## WHAT THIS EXERCISE ASKS
1. In the vetiver perfume post, what part of the vetiver grass is the perfume oil extracted from?
2. Carry on the vetiver perfume post from its last sentence.

START PAGE TEXT

L'Artisan Parfumeur: Coeur de Vétiver Sacré



Coeur de Vétiver Sacré (the sacred heart of Vetiver) is the new L'Artisan Parfeumeur scent (exclusive to Liberty of London).

Vetiver is a star ingredient in perfume and it has a strong, powerful personality. It is dark chocolate, butter and espresso. Unlike more widely known perfume ingredients Vetiver isn't derived from a flower but is in fact a grass, the perfume oil being extracted from its roots. Pure vetiver does smell of grass, warmer and richer than a freshly mown lawn but having something in character with it and perhaps something in character with its cousin lemongrass (though non of the spice) it's salty and deeply earthy but dry. Vetiver is profoundly green and extremely seductive on a man or a woman. For me personally, together with jasmine, Vetiver is my favourite scent in pure oil form.

Vetiver is very widely used as a basenote and is likely to be in your perfume in some form but also has several stunning fragrances built around it, notably Guerlain's Vetiver- famously made for men but adopted by many women (because they love it and because men love them with it on).

END PAGE TEXT
START DATA

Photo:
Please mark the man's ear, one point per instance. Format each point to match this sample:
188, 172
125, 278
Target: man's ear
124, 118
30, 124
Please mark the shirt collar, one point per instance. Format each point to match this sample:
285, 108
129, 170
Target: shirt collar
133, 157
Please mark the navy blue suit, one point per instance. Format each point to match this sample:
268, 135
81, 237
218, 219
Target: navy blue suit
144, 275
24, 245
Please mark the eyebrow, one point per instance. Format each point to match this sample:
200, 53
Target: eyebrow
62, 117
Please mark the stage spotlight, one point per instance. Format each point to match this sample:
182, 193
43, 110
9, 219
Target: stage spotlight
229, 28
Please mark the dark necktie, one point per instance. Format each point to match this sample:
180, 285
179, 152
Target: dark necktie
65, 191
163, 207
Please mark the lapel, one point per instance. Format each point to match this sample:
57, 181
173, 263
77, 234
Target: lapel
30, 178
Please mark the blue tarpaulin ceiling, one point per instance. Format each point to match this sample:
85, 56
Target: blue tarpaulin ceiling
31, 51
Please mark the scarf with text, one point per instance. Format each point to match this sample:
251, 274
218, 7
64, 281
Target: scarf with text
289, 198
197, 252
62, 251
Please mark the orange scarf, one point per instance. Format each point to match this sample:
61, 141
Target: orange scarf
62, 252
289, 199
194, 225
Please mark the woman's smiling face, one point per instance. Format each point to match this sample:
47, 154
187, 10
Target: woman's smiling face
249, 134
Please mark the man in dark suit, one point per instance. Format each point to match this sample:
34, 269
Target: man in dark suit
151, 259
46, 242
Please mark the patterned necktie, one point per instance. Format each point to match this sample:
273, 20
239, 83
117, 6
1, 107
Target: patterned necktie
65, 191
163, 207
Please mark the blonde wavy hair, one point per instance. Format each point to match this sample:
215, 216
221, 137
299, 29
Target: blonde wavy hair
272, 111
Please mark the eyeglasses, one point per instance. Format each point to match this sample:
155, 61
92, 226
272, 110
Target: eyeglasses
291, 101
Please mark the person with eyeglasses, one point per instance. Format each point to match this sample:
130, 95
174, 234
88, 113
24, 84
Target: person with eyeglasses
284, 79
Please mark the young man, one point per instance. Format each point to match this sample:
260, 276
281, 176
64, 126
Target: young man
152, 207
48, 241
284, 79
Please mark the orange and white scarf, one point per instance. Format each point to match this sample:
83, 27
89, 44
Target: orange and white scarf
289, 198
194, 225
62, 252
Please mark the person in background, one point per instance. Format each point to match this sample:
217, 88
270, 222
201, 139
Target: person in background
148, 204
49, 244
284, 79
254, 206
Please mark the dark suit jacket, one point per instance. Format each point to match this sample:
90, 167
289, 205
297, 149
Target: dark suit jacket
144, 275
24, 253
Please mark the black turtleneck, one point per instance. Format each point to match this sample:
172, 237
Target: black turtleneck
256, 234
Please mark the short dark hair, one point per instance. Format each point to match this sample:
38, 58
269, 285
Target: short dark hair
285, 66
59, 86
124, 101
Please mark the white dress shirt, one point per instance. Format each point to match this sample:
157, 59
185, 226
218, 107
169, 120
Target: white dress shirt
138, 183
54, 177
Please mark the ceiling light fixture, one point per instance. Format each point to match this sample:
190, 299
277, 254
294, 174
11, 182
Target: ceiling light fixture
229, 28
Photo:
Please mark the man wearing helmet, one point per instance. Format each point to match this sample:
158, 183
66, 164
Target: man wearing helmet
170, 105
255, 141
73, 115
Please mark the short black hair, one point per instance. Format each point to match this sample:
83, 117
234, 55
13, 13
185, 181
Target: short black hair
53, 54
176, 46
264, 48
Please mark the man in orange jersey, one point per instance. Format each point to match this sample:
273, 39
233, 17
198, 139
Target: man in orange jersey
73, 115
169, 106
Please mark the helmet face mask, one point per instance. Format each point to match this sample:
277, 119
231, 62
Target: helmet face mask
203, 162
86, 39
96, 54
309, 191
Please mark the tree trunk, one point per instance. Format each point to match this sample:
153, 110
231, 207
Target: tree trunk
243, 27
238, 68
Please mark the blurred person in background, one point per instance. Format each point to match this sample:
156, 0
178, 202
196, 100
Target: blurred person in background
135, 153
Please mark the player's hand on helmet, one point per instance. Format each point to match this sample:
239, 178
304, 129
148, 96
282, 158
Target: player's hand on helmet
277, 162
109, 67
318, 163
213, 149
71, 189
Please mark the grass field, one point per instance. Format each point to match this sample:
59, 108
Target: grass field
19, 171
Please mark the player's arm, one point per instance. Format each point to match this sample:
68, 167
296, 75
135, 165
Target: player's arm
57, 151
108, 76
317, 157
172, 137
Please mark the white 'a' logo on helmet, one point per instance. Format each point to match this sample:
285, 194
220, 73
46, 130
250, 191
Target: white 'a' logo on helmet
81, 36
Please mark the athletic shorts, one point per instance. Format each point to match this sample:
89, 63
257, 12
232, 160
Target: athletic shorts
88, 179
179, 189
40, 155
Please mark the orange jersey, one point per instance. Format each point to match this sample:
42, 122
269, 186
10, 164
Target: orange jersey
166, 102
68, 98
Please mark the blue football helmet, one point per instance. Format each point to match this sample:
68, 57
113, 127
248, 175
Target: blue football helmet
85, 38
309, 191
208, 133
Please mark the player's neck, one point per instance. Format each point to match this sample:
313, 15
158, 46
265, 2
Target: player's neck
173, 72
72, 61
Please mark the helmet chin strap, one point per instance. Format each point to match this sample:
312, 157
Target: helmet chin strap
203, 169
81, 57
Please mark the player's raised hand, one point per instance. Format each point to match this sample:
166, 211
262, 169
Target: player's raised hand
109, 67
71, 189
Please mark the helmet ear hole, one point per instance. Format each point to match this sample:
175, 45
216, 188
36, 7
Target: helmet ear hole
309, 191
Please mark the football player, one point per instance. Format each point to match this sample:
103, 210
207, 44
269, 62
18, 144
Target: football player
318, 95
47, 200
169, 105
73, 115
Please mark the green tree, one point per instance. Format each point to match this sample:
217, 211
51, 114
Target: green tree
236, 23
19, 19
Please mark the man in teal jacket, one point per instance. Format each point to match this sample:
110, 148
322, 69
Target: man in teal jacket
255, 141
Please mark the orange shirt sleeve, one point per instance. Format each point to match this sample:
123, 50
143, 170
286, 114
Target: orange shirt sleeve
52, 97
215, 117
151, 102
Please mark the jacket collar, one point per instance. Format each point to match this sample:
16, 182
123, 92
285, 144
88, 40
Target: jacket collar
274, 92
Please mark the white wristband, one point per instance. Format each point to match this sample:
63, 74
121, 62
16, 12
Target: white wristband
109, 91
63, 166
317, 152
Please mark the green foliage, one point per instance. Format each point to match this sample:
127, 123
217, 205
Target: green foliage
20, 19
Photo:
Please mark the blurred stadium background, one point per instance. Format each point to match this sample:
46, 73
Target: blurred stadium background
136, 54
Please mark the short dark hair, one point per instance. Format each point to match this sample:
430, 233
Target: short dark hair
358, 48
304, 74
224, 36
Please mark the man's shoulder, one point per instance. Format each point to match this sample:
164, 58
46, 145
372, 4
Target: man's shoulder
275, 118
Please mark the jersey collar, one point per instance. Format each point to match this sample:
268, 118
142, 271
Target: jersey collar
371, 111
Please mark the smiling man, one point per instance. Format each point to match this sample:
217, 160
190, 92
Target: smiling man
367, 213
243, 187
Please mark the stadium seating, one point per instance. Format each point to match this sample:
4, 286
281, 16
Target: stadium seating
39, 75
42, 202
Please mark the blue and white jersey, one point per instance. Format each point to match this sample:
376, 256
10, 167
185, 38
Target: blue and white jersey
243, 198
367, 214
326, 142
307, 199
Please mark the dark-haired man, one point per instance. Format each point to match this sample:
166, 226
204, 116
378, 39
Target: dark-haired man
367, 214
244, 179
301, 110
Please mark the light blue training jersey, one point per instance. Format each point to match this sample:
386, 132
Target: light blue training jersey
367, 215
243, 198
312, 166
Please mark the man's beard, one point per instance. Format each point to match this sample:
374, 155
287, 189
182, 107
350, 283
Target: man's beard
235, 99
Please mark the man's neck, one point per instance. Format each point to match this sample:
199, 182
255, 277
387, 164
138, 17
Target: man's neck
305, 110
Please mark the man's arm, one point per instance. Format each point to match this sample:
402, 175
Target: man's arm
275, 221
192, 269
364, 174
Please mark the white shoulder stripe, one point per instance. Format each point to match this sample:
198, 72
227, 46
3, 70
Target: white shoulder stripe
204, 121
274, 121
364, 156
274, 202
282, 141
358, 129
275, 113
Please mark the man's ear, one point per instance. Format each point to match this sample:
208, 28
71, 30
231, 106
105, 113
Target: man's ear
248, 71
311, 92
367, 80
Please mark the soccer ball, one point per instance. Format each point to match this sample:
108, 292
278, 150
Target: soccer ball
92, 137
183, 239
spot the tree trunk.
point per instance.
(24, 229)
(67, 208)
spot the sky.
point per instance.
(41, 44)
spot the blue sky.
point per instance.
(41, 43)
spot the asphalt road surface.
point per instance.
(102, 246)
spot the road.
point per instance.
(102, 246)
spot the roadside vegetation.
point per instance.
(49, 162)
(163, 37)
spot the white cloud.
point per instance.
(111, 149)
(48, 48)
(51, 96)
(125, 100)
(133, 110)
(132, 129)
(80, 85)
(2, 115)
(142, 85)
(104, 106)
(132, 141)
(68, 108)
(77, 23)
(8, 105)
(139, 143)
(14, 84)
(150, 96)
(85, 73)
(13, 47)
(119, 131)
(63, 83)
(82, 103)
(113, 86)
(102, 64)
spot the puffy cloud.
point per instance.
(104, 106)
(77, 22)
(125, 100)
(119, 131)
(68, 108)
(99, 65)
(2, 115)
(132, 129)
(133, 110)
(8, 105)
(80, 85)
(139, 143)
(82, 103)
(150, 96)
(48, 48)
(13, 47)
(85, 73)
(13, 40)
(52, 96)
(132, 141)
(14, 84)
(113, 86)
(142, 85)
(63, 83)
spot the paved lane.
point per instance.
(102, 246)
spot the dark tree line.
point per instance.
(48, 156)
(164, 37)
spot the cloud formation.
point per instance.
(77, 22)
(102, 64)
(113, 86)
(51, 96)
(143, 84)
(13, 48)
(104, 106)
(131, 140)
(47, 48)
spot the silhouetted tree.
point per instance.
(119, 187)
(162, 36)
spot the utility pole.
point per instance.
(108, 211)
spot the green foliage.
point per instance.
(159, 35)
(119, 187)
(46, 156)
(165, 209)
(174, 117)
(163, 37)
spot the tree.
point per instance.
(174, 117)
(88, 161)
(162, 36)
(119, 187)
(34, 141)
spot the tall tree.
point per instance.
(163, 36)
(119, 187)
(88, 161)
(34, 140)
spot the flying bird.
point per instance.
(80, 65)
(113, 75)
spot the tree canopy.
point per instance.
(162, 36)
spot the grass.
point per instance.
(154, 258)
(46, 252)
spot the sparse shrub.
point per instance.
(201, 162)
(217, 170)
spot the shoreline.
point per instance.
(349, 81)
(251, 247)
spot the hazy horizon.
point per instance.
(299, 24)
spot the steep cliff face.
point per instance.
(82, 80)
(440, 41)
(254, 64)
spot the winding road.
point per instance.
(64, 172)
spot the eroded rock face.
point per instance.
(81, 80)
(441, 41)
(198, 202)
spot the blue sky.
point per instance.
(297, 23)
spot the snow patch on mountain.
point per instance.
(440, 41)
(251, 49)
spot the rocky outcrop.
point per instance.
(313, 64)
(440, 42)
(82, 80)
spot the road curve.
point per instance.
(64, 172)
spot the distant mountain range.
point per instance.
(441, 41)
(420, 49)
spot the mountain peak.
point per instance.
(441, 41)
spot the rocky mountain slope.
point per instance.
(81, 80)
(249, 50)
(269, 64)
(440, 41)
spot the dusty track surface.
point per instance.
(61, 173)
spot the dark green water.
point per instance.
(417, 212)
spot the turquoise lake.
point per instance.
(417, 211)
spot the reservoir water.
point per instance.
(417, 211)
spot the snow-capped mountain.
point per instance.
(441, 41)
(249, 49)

END DATA

## ANSWER SECTION
1. Its roots.

2.
Karine Vinchon is the perfumer who created this scent for L'Artisan (she was also responsible for their Jatamansi fragrance). They describe her as 'wanting to 'create a different, mysterious vetiver by revealing all its facets: its sparkle, enlivened by black tea with bergamot; its peppery side with touches of saffron, coriander, ginger and pink pepper berries; its hints of dried fruit, date and apricot; its vibrant heart accompanied by roses, iris and osmanthus flowers; its woody soul backed by sandalwood, white cedar and gaiac wood; its trail of balsam wreathed in incense, amber, cistus, tonka beans, vanilla and musks; and its shadowy character, animal and smoky, enhanced by labdanum, castoreum and birch'.

So as with many soliflores (scents that seek to replicate a single smell) a great deal of skill and many fragrance notes have been combined to make this interesting, individual and indulgent perfume. This is not a scent you would find in your local pharmacy and it is not a perfume for someone who would want to find a fragance there.

I would urge anyone interested in smell to pick this up because it's the closest perfume I have ever smelled to the vetiver oil I tried in a perfumer's studio (the oil in pure form is extremely expensive and smells beyond sublime). This is a scent that reminds you of the wonder of smell. It would work on anyone and would make them more interesting for their fabulous choice of scent.

Coeur de Vétiver Sacré is exclusive to Liberty of London and is available in the shop and online here.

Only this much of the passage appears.